区域标注条目
======

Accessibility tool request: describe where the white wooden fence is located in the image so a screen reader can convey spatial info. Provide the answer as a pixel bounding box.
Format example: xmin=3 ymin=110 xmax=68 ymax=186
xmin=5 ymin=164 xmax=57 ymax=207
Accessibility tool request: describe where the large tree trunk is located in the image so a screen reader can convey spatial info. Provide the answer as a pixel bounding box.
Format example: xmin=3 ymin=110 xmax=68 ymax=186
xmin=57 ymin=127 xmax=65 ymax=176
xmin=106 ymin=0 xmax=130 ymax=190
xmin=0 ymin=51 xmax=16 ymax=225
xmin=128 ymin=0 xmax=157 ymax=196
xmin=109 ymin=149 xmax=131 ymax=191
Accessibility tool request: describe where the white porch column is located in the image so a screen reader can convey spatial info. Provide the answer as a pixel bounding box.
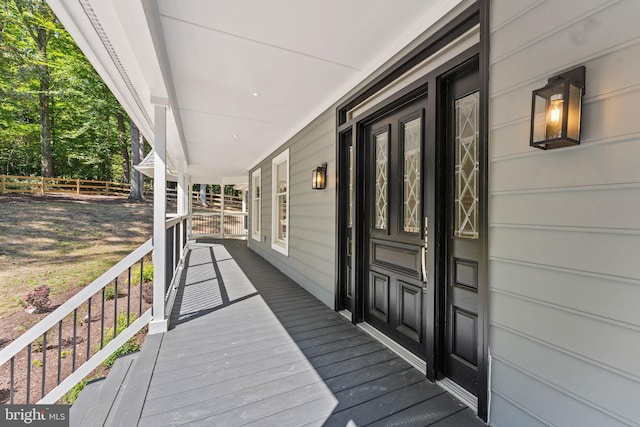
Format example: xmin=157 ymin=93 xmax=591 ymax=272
xmin=220 ymin=184 xmax=224 ymax=239
xmin=177 ymin=160 xmax=190 ymax=258
xmin=149 ymin=97 xmax=168 ymax=334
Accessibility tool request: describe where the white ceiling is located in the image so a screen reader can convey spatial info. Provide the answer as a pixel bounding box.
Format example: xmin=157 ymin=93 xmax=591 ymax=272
xmin=49 ymin=0 xmax=460 ymax=183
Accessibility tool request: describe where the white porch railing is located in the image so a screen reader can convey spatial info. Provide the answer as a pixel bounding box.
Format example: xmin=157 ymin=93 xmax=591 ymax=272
xmin=190 ymin=211 xmax=247 ymax=239
xmin=0 ymin=215 xmax=187 ymax=404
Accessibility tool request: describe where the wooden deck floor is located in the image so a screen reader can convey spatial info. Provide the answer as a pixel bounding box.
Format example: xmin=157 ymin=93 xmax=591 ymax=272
xmin=139 ymin=241 xmax=485 ymax=427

======

任务目标. 请修改记录中从包含“white porch column”的一行起、至包含“xmin=149 ymin=97 xmax=168 ymax=334”的一行止的全部内容（首尾两行均包括在内），将其中的“Format example”替换为“Sample format”，其余部分保持原样，仅重新给出这些行。答复中请略去图片。

输出结果.
Accessibility tool request: describe where the white porch column is located in the image so a screen reader can convey spatial info. Provide the answer as a pixel bounding box.
Sample format: xmin=157 ymin=93 xmax=591 ymax=272
xmin=220 ymin=184 xmax=224 ymax=239
xmin=177 ymin=160 xmax=190 ymax=258
xmin=149 ymin=97 xmax=168 ymax=334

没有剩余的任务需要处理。